SciPy

numpy.float_power

numpy.float_power(x1, x2, /, out=None, *, where=True, casting='same_kind', order='K', dtype=None, subok=True[, signature, extobj]) = <ufunc 'float_power'>

First array elements raised to powers from second array, element-wise.

Raise each base in x1 to the positionally-corresponding power in x2. x1 and x2 must be broadcastable to the same shape. This differs from the power function in that integers, float16, and float32 are promoted to floats with a minimum precision of float64 so that the result is always inexact. The intent is that the function will return a usable result for negative powers and seldom overflow for positive powers.

New in version 1.12.0.

Parameters:

x1 : array_like

The bases.

x2 : array_like

The exponents.

out : ndarray, None, or tuple of ndarray and None, optional

A location into which the result is stored. If provided, it must have a shape that the inputs broadcast to. If not provided or None, a freshly-allocated array is returned. A tuple (possible only as a keyword argument) must have length equal to the number of outputs.

**WHAT YOU HAVE TO DO:**
Quote the part of the numpy.float_power documentation that begins at the words "x2 : array_like" and stops after "number of outputs.".

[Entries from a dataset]
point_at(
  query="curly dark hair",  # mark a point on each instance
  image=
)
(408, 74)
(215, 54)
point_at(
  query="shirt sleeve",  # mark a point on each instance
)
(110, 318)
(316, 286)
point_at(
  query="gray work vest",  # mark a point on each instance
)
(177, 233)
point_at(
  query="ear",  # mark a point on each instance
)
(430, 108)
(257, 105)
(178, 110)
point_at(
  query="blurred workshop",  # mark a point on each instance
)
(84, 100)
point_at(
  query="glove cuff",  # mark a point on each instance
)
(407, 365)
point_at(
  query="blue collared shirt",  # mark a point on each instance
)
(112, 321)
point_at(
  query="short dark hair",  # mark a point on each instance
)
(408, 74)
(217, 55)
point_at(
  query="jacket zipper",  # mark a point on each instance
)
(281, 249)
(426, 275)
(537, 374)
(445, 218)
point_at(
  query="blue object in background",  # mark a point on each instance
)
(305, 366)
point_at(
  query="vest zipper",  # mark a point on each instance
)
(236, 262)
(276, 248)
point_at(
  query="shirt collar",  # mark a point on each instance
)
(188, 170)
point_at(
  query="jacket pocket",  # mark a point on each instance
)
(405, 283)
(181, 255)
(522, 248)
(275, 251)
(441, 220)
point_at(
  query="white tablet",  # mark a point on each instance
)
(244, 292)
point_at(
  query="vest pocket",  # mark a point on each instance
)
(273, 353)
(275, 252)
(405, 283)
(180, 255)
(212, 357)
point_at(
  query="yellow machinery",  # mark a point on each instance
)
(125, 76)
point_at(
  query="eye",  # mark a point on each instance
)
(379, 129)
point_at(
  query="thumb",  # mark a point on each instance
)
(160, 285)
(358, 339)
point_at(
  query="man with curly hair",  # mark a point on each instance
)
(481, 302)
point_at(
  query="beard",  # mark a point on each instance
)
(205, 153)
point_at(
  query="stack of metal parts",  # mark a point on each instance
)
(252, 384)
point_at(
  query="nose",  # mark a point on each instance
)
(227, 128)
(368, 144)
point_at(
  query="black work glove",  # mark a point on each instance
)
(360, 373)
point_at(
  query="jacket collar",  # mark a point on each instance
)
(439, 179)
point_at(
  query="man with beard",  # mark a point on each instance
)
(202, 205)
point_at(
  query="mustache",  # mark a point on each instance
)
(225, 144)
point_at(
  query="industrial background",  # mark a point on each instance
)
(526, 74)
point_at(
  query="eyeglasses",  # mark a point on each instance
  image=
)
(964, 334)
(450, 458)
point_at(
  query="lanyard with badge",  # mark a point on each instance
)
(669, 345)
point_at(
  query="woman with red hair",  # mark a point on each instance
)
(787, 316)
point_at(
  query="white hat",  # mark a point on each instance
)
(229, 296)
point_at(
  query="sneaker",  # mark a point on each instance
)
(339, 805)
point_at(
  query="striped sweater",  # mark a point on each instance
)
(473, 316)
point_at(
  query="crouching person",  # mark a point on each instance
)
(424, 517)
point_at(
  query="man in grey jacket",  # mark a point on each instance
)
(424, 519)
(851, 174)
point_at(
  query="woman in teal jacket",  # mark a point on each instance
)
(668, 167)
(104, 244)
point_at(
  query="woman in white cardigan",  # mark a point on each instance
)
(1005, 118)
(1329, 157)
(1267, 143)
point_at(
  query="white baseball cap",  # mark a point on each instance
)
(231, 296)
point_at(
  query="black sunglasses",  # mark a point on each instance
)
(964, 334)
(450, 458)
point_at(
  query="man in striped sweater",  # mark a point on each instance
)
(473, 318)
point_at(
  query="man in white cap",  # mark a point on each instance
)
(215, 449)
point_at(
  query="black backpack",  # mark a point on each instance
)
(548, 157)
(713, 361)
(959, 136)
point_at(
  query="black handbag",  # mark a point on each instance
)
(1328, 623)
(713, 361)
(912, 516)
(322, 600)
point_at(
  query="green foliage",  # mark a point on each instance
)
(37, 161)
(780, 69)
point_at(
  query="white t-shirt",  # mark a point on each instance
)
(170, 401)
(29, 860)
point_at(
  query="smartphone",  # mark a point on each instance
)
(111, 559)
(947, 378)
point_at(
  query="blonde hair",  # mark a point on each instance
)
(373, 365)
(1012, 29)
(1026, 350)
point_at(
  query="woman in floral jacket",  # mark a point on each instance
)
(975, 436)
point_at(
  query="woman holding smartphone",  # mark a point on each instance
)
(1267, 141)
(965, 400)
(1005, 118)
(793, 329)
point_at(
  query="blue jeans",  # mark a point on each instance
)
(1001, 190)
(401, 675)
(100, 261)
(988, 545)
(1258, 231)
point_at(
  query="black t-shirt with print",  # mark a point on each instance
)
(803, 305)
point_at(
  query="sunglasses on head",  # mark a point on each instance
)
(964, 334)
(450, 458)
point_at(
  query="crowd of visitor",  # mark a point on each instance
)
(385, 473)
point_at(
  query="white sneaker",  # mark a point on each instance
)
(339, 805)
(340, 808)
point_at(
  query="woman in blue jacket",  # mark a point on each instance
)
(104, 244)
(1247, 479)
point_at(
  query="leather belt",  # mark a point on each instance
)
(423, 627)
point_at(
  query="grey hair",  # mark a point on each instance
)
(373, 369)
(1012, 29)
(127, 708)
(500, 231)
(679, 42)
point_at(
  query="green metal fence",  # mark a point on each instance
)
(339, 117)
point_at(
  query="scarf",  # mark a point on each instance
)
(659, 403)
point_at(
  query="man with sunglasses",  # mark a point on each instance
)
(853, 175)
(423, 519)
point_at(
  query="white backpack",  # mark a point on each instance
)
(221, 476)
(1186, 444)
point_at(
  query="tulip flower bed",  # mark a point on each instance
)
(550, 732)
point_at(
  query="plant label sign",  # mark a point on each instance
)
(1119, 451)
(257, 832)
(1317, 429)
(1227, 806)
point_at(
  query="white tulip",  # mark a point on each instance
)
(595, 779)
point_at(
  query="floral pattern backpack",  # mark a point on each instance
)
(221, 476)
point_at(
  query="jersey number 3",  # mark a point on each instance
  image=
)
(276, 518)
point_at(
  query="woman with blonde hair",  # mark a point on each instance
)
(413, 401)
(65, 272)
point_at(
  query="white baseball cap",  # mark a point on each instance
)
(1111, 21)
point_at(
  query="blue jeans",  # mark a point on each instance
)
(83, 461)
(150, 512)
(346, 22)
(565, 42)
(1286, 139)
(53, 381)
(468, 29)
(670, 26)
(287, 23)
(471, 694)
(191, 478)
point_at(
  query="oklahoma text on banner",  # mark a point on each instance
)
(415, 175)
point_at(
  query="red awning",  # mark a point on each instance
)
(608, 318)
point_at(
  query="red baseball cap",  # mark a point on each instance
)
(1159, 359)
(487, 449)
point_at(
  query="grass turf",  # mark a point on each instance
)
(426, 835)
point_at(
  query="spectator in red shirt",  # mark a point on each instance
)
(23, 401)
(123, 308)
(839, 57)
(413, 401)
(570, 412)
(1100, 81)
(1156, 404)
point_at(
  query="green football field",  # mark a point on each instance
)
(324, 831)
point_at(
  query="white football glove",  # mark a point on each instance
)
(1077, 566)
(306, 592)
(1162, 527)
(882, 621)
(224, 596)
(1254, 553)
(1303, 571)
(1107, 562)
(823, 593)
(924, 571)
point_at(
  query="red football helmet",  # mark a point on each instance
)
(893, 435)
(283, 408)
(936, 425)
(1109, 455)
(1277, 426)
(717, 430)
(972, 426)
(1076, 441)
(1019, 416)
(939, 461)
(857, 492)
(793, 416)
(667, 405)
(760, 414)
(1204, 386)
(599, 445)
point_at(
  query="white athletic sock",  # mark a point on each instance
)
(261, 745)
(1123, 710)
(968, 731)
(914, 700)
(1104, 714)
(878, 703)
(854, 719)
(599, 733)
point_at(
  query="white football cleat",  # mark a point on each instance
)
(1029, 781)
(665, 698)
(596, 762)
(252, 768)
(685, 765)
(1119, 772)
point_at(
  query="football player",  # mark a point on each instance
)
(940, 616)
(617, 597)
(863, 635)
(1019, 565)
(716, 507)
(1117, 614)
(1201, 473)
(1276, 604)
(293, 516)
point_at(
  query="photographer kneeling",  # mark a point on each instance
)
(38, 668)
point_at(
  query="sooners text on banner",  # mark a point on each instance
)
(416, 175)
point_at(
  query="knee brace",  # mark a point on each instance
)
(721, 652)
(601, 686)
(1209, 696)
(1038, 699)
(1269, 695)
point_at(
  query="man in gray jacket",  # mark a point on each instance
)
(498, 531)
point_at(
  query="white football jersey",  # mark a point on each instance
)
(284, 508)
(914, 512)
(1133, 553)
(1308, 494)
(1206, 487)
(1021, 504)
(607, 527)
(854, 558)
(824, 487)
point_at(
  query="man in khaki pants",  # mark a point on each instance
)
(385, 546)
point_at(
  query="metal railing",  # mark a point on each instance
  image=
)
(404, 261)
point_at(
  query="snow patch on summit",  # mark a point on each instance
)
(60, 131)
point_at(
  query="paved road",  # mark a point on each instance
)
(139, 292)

**TASK RESULT:**
x2 : array_like

The exponents.

out : ndarray, None, or tuple of ndarray and None, optional

A location into which the result is stored. If provided, it must have a shape that the inputs broadcast to. If not provided or None, a freshly-allocated array is returned. A tuple (possible only as a keyword argument) must have length equal to the number of outputs.